(Position annotation records)
————

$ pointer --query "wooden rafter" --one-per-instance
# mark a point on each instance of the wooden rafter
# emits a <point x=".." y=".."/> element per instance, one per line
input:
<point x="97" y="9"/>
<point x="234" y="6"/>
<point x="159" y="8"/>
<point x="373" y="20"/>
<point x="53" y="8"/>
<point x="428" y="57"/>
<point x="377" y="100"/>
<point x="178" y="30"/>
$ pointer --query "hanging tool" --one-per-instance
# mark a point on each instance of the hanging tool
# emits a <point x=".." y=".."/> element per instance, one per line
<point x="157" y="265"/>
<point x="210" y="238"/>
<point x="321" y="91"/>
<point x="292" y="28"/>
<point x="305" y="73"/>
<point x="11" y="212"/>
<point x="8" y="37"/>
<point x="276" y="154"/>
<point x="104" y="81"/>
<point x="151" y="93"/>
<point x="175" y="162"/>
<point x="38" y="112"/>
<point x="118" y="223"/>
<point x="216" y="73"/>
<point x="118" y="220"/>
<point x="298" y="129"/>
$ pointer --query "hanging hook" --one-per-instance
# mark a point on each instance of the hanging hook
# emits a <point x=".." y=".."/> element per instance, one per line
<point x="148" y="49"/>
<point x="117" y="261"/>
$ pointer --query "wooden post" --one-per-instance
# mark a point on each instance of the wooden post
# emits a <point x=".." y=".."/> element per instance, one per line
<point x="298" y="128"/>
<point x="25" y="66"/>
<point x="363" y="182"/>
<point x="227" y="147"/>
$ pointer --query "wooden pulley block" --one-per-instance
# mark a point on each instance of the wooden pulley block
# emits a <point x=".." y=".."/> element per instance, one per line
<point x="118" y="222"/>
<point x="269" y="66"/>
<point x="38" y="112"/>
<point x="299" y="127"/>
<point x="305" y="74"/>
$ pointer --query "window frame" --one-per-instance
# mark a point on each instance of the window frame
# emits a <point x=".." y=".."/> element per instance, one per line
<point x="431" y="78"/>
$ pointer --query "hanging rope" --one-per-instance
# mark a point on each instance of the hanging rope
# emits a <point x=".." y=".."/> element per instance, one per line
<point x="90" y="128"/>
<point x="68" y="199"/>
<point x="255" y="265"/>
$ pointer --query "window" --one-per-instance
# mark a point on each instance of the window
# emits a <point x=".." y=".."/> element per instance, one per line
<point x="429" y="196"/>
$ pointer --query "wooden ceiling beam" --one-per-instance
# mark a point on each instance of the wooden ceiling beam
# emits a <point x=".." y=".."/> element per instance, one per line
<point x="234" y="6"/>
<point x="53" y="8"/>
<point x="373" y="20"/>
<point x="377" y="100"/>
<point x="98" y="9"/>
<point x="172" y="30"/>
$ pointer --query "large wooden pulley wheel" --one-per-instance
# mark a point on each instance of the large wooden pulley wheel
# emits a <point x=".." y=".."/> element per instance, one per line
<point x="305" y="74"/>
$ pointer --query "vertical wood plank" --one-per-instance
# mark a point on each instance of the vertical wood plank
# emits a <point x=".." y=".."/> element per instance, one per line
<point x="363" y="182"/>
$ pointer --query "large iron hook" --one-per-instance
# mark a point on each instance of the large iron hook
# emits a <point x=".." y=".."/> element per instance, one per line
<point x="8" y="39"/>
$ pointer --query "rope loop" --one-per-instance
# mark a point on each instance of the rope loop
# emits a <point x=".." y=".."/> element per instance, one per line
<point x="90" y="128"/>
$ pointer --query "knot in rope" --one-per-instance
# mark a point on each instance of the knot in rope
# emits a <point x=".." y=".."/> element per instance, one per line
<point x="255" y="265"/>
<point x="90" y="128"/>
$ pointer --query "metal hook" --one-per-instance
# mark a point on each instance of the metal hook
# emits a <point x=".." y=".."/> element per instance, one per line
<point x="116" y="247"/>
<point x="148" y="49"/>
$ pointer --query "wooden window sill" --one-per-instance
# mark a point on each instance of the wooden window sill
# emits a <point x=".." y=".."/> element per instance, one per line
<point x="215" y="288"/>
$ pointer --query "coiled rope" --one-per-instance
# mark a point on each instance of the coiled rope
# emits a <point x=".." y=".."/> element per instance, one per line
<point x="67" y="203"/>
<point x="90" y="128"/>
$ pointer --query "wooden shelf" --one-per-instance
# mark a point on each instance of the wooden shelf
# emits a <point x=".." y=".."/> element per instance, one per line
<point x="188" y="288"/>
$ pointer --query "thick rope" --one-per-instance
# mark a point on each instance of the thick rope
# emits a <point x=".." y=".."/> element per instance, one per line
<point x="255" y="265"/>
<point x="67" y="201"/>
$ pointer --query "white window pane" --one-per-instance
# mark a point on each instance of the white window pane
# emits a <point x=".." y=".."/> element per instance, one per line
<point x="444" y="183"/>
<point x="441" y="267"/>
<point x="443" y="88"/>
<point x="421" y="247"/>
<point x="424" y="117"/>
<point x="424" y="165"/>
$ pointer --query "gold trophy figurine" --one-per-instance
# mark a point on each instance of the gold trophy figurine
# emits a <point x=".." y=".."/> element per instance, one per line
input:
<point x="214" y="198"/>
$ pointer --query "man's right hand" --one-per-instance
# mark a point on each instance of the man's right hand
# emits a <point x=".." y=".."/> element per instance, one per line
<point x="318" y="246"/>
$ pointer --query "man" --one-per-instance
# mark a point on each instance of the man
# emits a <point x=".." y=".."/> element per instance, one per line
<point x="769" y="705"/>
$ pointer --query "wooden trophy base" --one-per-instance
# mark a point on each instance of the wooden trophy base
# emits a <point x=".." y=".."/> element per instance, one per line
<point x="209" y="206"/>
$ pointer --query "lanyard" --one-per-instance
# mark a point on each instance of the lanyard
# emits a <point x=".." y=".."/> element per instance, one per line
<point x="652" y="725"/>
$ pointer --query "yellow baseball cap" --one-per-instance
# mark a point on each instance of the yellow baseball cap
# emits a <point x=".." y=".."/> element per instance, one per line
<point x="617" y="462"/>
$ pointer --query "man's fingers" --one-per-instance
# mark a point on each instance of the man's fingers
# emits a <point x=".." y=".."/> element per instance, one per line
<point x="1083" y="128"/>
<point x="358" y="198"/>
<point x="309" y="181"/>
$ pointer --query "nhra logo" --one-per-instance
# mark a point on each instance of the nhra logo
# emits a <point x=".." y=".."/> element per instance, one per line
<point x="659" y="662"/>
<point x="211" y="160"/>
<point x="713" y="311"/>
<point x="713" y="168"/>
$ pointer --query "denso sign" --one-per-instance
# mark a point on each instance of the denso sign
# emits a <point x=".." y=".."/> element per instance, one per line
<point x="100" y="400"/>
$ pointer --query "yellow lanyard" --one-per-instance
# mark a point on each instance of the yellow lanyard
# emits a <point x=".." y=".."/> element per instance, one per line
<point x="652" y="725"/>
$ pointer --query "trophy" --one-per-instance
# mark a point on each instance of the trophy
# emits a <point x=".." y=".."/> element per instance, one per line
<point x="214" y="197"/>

————

### Job
Transcribe every entry verbatim.

### Response for this exercise
$ pointer --query "wooden rafter" --one-per-instance
# mark a point on each instance of the wooden rafter
# emits a <point x=".." y=".."/> element per instance, one per line
input:
<point x="97" y="9"/>
<point x="234" y="6"/>
<point x="159" y="8"/>
<point x="373" y="20"/>
<point x="53" y="8"/>
<point x="428" y="57"/>
<point x="377" y="100"/>
<point x="178" y="30"/>
$ pointer --query "hanging tool" --one-per-instance
# mark a point on each instance of the hanging tool
# emits a <point x=".." y=".."/> element per instance, one per line
<point x="157" y="265"/>
<point x="210" y="238"/>
<point x="321" y="91"/>
<point x="292" y="28"/>
<point x="305" y="73"/>
<point x="11" y="212"/>
<point x="8" y="37"/>
<point x="276" y="154"/>
<point x="104" y="81"/>
<point x="151" y="93"/>
<point x="175" y="162"/>
<point x="38" y="112"/>
<point x="118" y="223"/>
<point x="216" y="73"/>
<point x="118" y="220"/>
<point x="298" y="129"/>
$ pointer --query "hanging hook" --one-per-instance
# mark a point on each instance of the hanging hook
# emits a <point x=".." y=".."/> element per instance, one per line
<point x="148" y="49"/>
<point x="117" y="261"/>
$ pointer --query "wooden post" --one-per-instance
# mark a point on each instance of the wooden post
# emits a <point x=".." y=".."/> element per instance, one per line
<point x="298" y="128"/>
<point x="25" y="66"/>
<point x="363" y="182"/>
<point x="227" y="147"/>
$ pointer --query "wooden pulley block" --one-per-instance
# mark a point on each instance of the wooden pulley block
# emits a <point x=".." y=".."/> element per instance, one per line
<point x="118" y="222"/>
<point x="269" y="66"/>
<point x="38" y="112"/>
<point x="299" y="127"/>
<point x="305" y="74"/>
$ pointer --query "window frame" --one-per-instance
# mark a point on each instance of the window frame
# emits a <point x=".." y=".."/> element per instance, one per line
<point x="431" y="78"/>
$ pointer --query "hanging rope" --one-per-instance
# mark a point on each instance of the hanging rope
# emits a <point x=".." y=".."/> element per instance, one per line
<point x="90" y="128"/>
<point x="68" y="199"/>
<point x="255" y="265"/>
$ pointer --query "window" --one-per-instance
# mark a point on each instance of the window
# emits a <point x=".." y=".."/> element per instance, one per line
<point x="429" y="196"/>
$ pointer --query "wooden ceiling beam" --one-per-instance
# mark a point on each instance of the wooden ceiling beam
# emits a <point x=".." y=".."/> element per instance, one per line
<point x="234" y="6"/>
<point x="53" y="8"/>
<point x="373" y="20"/>
<point x="377" y="100"/>
<point x="98" y="9"/>
<point x="172" y="30"/>
$ pointer --query "large wooden pulley wheel" --one-per-instance
# mark a point on each instance of the large wooden pulley wheel
# emits a <point x=".." y=".."/> element per instance, one per line
<point x="305" y="74"/>
$ pointer --query "vertical wood plank" --one-per-instance
# mark a point on each instance of the vertical wood plank
# emits a <point x=".." y=".."/> element per instance, one per line
<point x="363" y="182"/>
$ pointer --query "large iron hook" --one-per-instance
# mark a point on each instance of the large iron hook
# emits a <point x=".." y=".."/> element per instance, one per line
<point x="8" y="39"/>
$ pointer --query "rope loop" --one-per-instance
# mark a point on each instance of the rope loop
# emits a <point x=".." y=".."/> element per instance, one per line
<point x="90" y="128"/>
$ pointer --query "knot in rope" --one-per-instance
# mark a point on each instance of the knot in rope
# emits a <point x=".." y=".."/> element per instance, one per line
<point x="255" y="265"/>
<point x="90" y="128"/>
$ pointer --query "metal hook" --one-per-instance
# mark a point on each instance of the metal hook
# emits a <point x=".." y=".."/> element per instance, one per line
<point x="116" y="247"/>
<point x="148" y="49"/>
$ pointer --query "wooden window sill" --one-per-instance
# mark a point on each instance of the wooden window sill
# emits a <point x=".." y=".."/> element per instance, one per line
<point x="215" y="288"/>
$ pointer --query "coiled rope" --one-per-instance
# mark a point on each instance of the coiled rope
# emits a <point x=".." y=".."/> element per instance, one per line
<point x="67" y="203"/>
<point x="90" y="128"/>
$ pointer --query "wooden shelf" --one-per-instance
# mark a point on each instance of the wooden shelf
# emits a <point x=".." y=".."/> element per instance, one per line
<point x="188" y="288"/>
$ pointer --query "thick rope" --one-per-instance
# mark a point on each instance of the thick rope
# emits a <point x=".." y=".."/> element per instance, one per line
<point x="255" y="265"/>
<point x="67" y="201"/>
$ pointer --query "white window pane" --one-per-instance
# mark a point on each instance of the white window pane
# emits a <point x=".." y=".."/> element per instance, one per line
<point x="444" y="183"/>
<point x="441" y="267"/>
<point x="443" y="88"/>
<point x="421" y="247"/>
<point x="424" y="117"/>
<point x="424" y="165"/>
$ pointer --query "gold trophy figurine" --one-per-instance
# mark a point on each instance of the gold trophy figurine
# emits a <point x=".." y=".."/> element per instance, one per line
input:
<point x="214" y="198"/>
$ pointer --query "man's right hand" --one-per-instance
# mark a point on each instance of the man's right hand
# emits a <point x=".." y=".."/> element per instance, one per line
<point x="318" y="246"/>
$ pointer --query "man" --one-per-instance
# mark a point on each instance of the man
# emits a <point x=".." y=".."/> element per instance, one per line
<point x="769" y="705"/>
$ pointer --query "wooden trophy base" --one-per-instance
# mark a point on each instance of the wooden trophy base
# emits a <point x=".." y=".."/> element per instance, one per line
<point x="209" y="206"/>
$ pointer --query "lanyard" --one-per-instance
# mark a point on each instance of the lanyard
# emits a <point x=".." y=".."/> element per instance, one per line
<point x="652" y="725"/>
$ pointer --query "yellow baseball cap" --one-per-instance
# mark a point on each instance of the yellow baseball cap
# emits a <point x=".." y=".."/> element per instance, one per line
<point x="617" y="462"/>
$ pointer --query "man's fingers" --one-per-instance
# mark a point on each instance of the man's fingers
# emits a <point x=".." y=".."/> element per instance, one per line
<point x="1083" y="128"/>
<point x="358" y="198"/>
<point x="309" y="181"/>
$ pointer --query "nhra logo" --one-per-instance
# mark a point on each instance of the nhra logo
# emits a <point x=".." y=".."/> element per instance, one per line
<point x="659" y="662"/>
<point x="211" y="160"/>
<point x="713" y="311"/>
<point x="713" y="168"/>
$ pointer --query "denso sign" --one-per-instance
# mark a point on each instance of the denso sign
# emits a <point x=".." y=".."/> element per instance, one per line
<point x="100" y="400"/>
$ pointer --query "yellow lanyard" --one-per-instance
# mark a point on each instance of the yellow lanyard
# emits a <point x=".." y=".."/> element per instance, one per line
<point x="652" y="725"/>
$ pointer --query "trophy" --one-per-instance
# mark a point on each instance of the trophy
# emits a <point x=".." y=".."/> element per instance, one per line
<point x="214" y="197"/>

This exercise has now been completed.